Seriously Underplayed Story of the Day
Michael Kinsley

"If I may interrupt the very enjoyable festival of reading other 
people's email for a moment, there was a remarkably under-reported 
development yesterday that demonstrates, I think, President Bush's 
loss of authority in the past few months. Elias Zerhouni, the head of 
the National Institutes of Health, testified to a Senate committee 
that he favors a lifting of Bush's limit on stem cell research. It 
leaves us fighting disease (and foreign competition) "with one hand 
tied behind our back," Zerhouni said. Clearly prepared to say what he 
said, Zerhouni offered a vivid metaphor: he called stem cells 
the "software of life."

This story did not seem to make the paper editions of either the New 
York Times or the Washington Post. (The Wall Street Journal had a 
very short blurb on page one and no longer story.) All the papers had 
it on-line, of course. But isn't this a pretty big deal? Bush has 
used his veto only once: to kill a bill that would have lifted the 
near-ban on federally funded stem cell research that he imposed in 
2001. He feels strongly about it, apparently. Zerhouni, like the US 
Attorneys, serves at the pleasure of the president. And the president 
cannot be pleased. Either Zerhouni is confident that Bush won't fire 
him, or he doesn't care.

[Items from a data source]
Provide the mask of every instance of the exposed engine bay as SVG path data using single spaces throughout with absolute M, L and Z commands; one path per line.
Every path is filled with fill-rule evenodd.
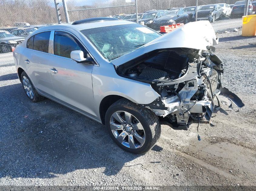
M 217 96 L 222 90 L 233 94 L 221 87 L 222 62 L 210 49 L 209 53 L 184 48 L 156 50 L 116 70 L 121 76 L 150 84 L 160 96 L 149 104 L 140 105 L 173 125 L 208 123 L 214 107 L 214 98 L 219 106 Z M 237 98 L 236 103 L 242 107 Z

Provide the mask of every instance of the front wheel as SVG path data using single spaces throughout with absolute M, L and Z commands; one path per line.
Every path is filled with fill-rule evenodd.
M 40 101 L 44 99 L 44 97 L 38 94 L 28 76 L 25 72 L 21 73 L 21 78 L 23 89 L 29 99 L 33 102 Z
M 105 124 L 110 136 L 118 146 L 136 154 L 149 150 L 161 133 L 159 119 L 154 113 L 125 98 L 108 109 Z

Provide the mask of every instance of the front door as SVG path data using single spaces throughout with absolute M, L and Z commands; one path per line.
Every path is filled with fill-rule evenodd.
M 49 43 L 51 31 L 38 33 L 28 40 L 23 52 L 28 74 L 36 88 L 41 91 L 55 96 L 51 79 Z
M 96 116 L 91 79 L 94 66 L 70 58 L 73 50 L 82 50 L 86 58 L 89 56 L 87 52 L 73 35 L 67 33 L 55 31 L 54 42 L 54 54 L 50 56 L 49 64 L 55 97 Z

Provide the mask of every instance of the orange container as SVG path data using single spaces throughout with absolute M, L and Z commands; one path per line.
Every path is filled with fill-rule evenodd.
M 256 14 L 243 16 L 242 36 L 243 37 L 256 36 Z
M 161 26 L 160 27 L 160 32 L 168 33 L 180 27 L 181 27 L 184 25 L 184 24 L 183 23 L 177 23 L 175 24 Z

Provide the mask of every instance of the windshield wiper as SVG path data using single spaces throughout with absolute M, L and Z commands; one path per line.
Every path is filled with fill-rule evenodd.
M 134 46 L 134 47 L 136 47 L 137 46 L 143 46 L 144 45 L 145 45 L 146 44 L 146 43 L 145 44 L 137 44 L 137 45 L 135 45 Z
M 119 58 L 121 56 L 117 56 L 116 57 L 114 57 L 114 58 L 111 58 L 110 59 L 110 60 L 114 60 L 115 59 L 116 59 L 116 58 Z

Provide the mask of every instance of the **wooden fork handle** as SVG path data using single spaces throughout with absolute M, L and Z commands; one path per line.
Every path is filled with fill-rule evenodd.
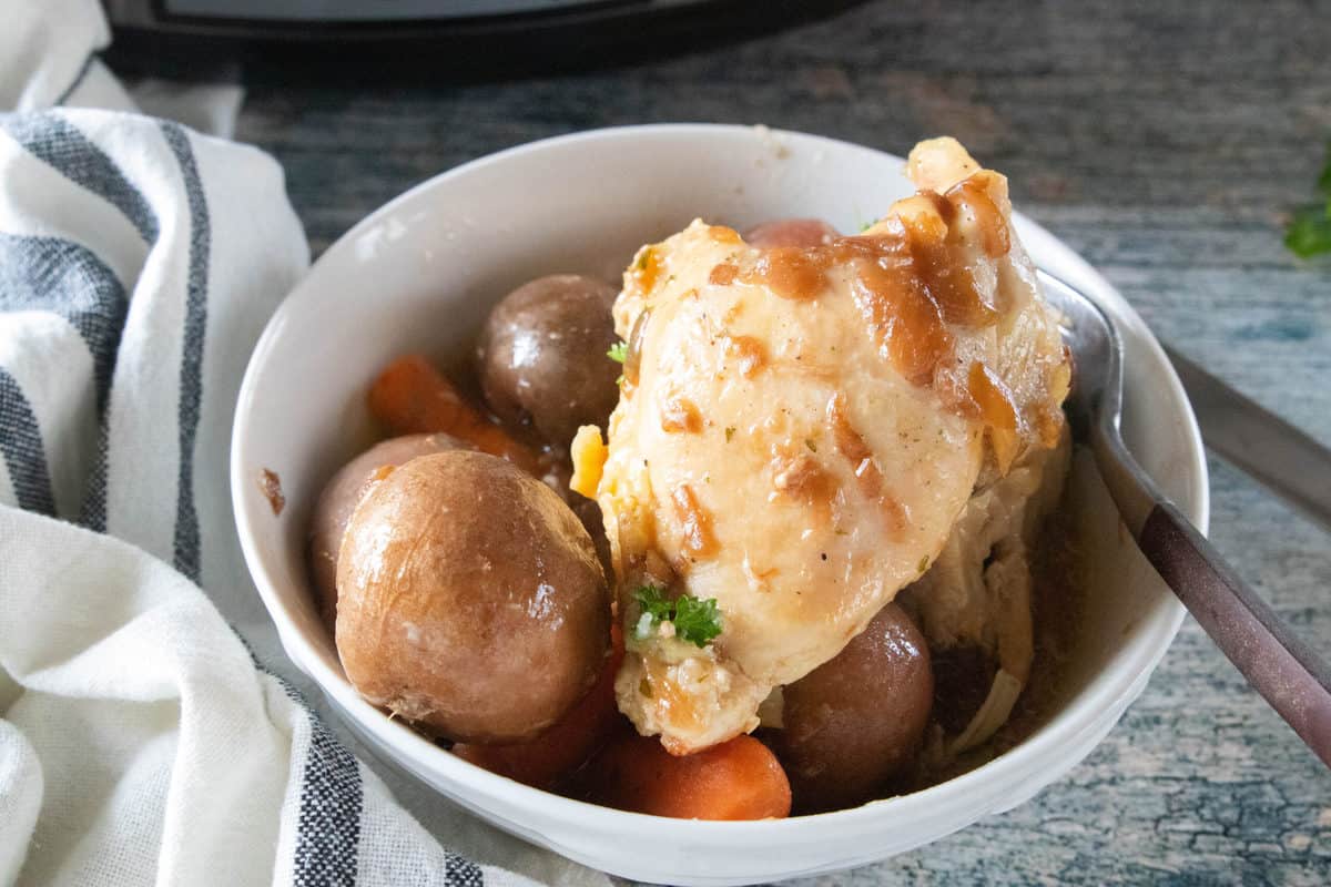
M 1095 428 L 1095 464 L 1137 545 L 1221 652 L 1331 767 L 1331 666 L 1294 634 L 1123 445 Z
M 1230 662 L 1331 767 L 1331 669 L 1326 661 L 1174 505 L 1158 503 L 1137 543 Z

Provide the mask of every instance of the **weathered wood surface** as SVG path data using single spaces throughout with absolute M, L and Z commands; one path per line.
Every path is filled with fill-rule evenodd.
M 354 64 L 354 57 L 349 64 Z M 1331 261 L 1284 253 L 1331 136 L 1331 4 L 873 3 L 639 68 L 429 88 L 258 88 L 315 249 L 443 169 L 647 121 L 765 122 L 901 153 L 952 133 L 1185 352 L 1331 442 Z M 1331 653 L 1331 537 L 1213 461 L 1213 539 Z M 1331 774 L 1189 621 L 1063 781 L 808 884 L 1331 883 Z

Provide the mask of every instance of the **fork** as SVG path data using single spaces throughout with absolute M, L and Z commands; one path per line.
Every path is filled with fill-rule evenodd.
M 1110 497 L 1138 548 L 1243 677 L 1331 767 L 1331 668 L 1155 485 L 1123 444 L 1123 344 L 1089 298 L 1044 271 L 1063 314 L 1075 382 L 1065 404 L 1077 440 L 1090 445 Z

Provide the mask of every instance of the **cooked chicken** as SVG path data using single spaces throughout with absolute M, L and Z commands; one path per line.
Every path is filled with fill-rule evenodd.
M 909 174 L 918 194 L 858 237 L 756 249 L 697 221 L 624 274 L 596 487 L 630 638 L 616 690 L 676 754 L 752 730 L 929 569 L 977 483 L 1059 439 L 1069 363 L 1006 180 L 950 138 Z M 724 630 L 640 637 L 643 585 L 715 598 Z

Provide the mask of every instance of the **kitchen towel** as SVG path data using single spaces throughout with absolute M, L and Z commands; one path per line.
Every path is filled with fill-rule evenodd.
M 226 465 L 309 262 L 282 170 L 134 113 L 95 0 L 0 20 L 0 884 L 604 883 L 426 830 L 274 674 Z

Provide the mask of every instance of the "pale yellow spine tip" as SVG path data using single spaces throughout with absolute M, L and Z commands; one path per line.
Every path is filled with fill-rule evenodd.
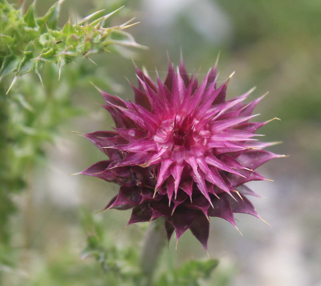
M 216 61 L 215 62 L 215 65 L 214 67 L 217 67 L 217 64 L 219 62 L 219 59 L 220 58 L 220 54 L 221 53 L 221 51 L 219 52 L 218 54 L 217 55 L 217 57 L 216 58 Z
M 234 74 L 235 74 L 235 71 L 233 71 L 233 72 L 232 72 L 232 73 L 231 73 L 231 75 L 230 75 L 230 76 L 229 76 L 229 79 L 230 78 L 231 78 L 231 77 L 232 77 L 233 76 L 233 75 L 234 75 Z
M 97 211 L 97 212 L 95 213 L 94 214 L 97 214 L 99 213 L 100 212 L 101 212 L 102 211 L 103 212 L 104 212 L 107 210 L 105 210 L 105 209 L 103 209 L 102 210 L 100 210 L 99 211 Z
M 242 233 L 240 231 L 240 230 L 239 229 L 239 228 L 238 228 L 238 227 L 236 226 L 234 226 L 235 227 L 235 228 L 236 228 L 236 229 L 240 233 L 240 234 L 242 236 L 243 236 L 243 235 L 242 234 Z
M 68 175 L 68 176 L 73 176 L 74 175 L 81 175 L 82 174 L 82 172 L 78 172 L 78 173 L 75 173 L 74 174 L 70 174 L 70 175 Z
M 272 227 L 272 226 L 271 226 L 271 225 L 270 225 L 270 224 L 269 223 L 268 223 L 268 222 L 266 222 L 266 221 L 265 221 L 265 220 L 264 220 L 264 219 L 262 219 L 262 218 L 261 218 L 261 217 L 259 217 L 259 219 L 261 219 L 261 220 L 262 220 L 262 221 L 263 221 L 263 222 L 265 222 L 265 223 L 266 223 L 266 224 L 268 224 L 268 225 L 269 225 L 269 226 L 270 226 L 270 227 L 271 227 L 271 228 Z

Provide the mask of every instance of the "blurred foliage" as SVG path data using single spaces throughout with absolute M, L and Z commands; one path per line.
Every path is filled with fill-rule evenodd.
M 117 87 L 105 72 L 91 68 L 93 65 L 89 61 L 77 61 L 77 67 L 70 67 L 58 82 L 61 67 L 78 56 L 88 58 L 110 45 L 145 47 L 123 31 L 131 25 L 128 22 L 103 27 L 117 10 L 102 16 L 102 11 L 98 11 L 76 24 L 69 20 L 62 29 L 58 28 L 62 2 L 60 0 L 44 16 L 37 17 L 35 1 L 23 14 L 22 9 L 0 0 L 0 284 L 1 270 L 16 262 L 10 248 L 9 221 L 15 209 L 13 197 L 25 190 L 30 201 L 26 206 L 32 207 L 32 172 L 36 164 L 45 158 L 44 142 L 54 143 L 61 124 L 85 112 L 72 102 L 72 91 L 91 81 L 100 85 L 103 82 L 102 85 L 108 89 Z M 93 21 L 89 23 L 90 19 Z M 42 86 L 30 74 L 13 85 L 19 77 L 32 71 L 38 75 Z M 15 74 L 10 85 L 12 72 Z M 28 237 L 23 242 L 24 247 L 31 247 Z
M 212 271 L 218 264 L 216 259 L 191 260 L 187 261 L 179 268 L 173 268 L 163 273 L 157 286 L 199 286 L 200 279 L 208 280 Z
M 109 285 L 140 286 L 145 285 L 144 277 L 137 262 L 139 255 L 137 248 L 131 245 L 120 248 L 114 242 L 106 247 L 107 233 L 104 227 L 93 219 L 90 213 L 82 211 L 82 225 L 88 235 L 87 245 L 81 253 L 83 259 L 94 257 L 100 264 L 105 279 Z M 178 268 L 168 265 L 159 273 L 152 282 L 155 286 L 200 286 L 200 279 L 208 280 L 218 264 L 215 259 L 190 260 Z

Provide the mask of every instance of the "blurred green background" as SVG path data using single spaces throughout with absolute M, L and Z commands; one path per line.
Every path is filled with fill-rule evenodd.
M 26 1 L 26 6 L 31 2 Z M 39 1 L 39 15 L 54 2 Z M 321 285 L 321 2 L 65 0 L 61 26 L 71 13 L 74 22 L 98 10 L 106 8 L 108 13 L 124 4 L 111 24 L 137 17 L 141 22 L 127 31 L 149 50 L 132 49 L 127 57 L 117 53 L 95 55 L 91 58 L 97 67 L 79 59 L 79 67 L 70 64 L 62 70 L 59 82 L 57 70 L 42 71 L 45 87 L 46 78 L 57 78 L 57 94 L 63 92 L 64 80 L 72 80 L 80 73 L 82 77 L 70 96 L 74 106 L 84 112 L 59 124 L 54 142 L 42 147 L 48 159 L 39 160 L 29 175 L 28 189 L 13 198 L 18 208 L 10 224 L 15 250 L 7 259 L 18 263 L 0 269 L 4 286 L 117 285 L 106 281 L 94 259 L 81 259 L 86 239 L 100 229 L 106 232 L 101 239 L 107 248 L 116 245 L 139 249 L 147 225 L 132 225 L 121 232 L 129 210 L 111 210 L 92 217 L 117 193 L 117 187 L 96 178 L 67 176 L 105 159 L 90 142 L 70 130 L 89 132 L 112 125 L 107 112 L 92 102 L 103 101 L 90 81 L 106 92 L 132 98 L 124 76 L 135 84 L 129 58 L 139 67 L 144 66 L 152 78 L 156 67 L 163 78 L 167 50 L 177 65 L 181 48 L 188 72 L 197 72 L 202 67 L 200 79 L 221 51 L 219 80 L 236 72 L 229 84 L 230 98 L 254 86 L 257 88 L 250 99 L 269 91 L 256 109 L 261 114 L 257 119 L 277 117 L 282 121 L 273 121 L 259 133 L 266 135 L 264 141 L 283 141 L 270 150 L 290 155 L 260 167 L 261 174 L 274 182 L 249 184 L 268 199 L 251 200 L 272 228 L 254 217 L 237 215 L 241 237 L 227 222 L 211 219 L 209 252 L 220 263 L 210 281 L 201 281 L 202 285 Z M 23 79 L 39 81 L 31 74 Z M 26 98 L 32 96 L 33 86 L 22 92 Z M 94 225 L 96 230 L 91 229 Z M 182 236 L 177 251 L 172 240 L 162 254 L 160 272 L 191 258 L 205 258 L 190 232 Z M 134 259 L 138 254 L 130 255 Z

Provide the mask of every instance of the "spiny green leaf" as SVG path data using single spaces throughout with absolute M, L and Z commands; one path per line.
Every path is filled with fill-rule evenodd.
M 49 29 L 54 30 L 56 28 L 60 5 L 63 1 L 59 0 L 55 3 L 49 8 L 45 15 L 40 18 L 43 20 Z
M 67 22 L 62 29 L 62 34 L 65 37 L 68 37 L 77 32 L 77 31 L 69 22 Z
M 35 20 L 34 3 L 32 3 L 28 9 L 28 11 L 23 16 L 23 21 L 28 27 L 34 28 L 36 24 Z
M 21 58 L 19 58 L 15 55 L 11 54 L 5 57 L 0 69 L 0 81 L 8 74 L 16 70 L 21 59 Z
M 8 45 L 9 46 L 13 44 L 14 42 L 13 38 L 12 37 L 7 35 L 0 34 L 0 44 L 3 47 Z

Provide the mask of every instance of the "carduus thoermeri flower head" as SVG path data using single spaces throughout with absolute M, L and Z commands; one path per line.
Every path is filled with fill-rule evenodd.
M 216 65 L 199 85 L 182 61 L 176 73 L 169 65 L 163 83 L 136 67 L 134 102 L 100 91 L 114 130 L 82 134 L 109 159 L 81 173 L 121 186 L 104 210 L 133 209 L 127 225 L 163 217 L 169 241 L 189 228 L 206 250 L 209 217 L 236 228 L 233 213 L 261 218 L 245 195 L 257 195 L 244 184 L 267 180 L 255 169 L 284 156 L 253 138 L 271 121 L 249 122 L 263 97 L 243 103 L 250 91 L 226 100 L 230 76 L 218 87 Z

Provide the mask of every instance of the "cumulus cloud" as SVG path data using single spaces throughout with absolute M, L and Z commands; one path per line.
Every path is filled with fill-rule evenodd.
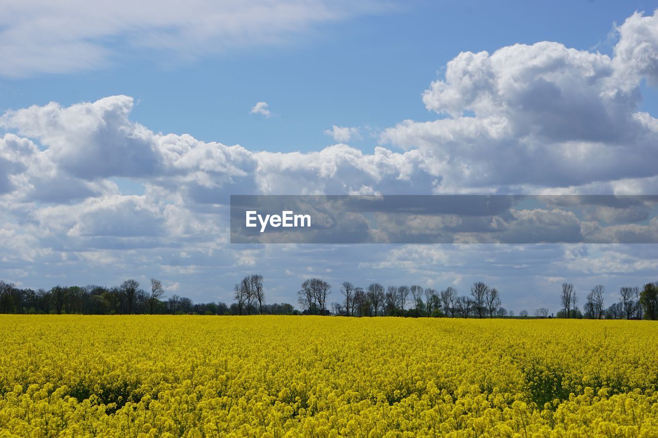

Work instruction: In the Michael Kinsley piece about stem cell research, what did Elias Zerhouni call stem cells?

The answer: He called them the "software of life."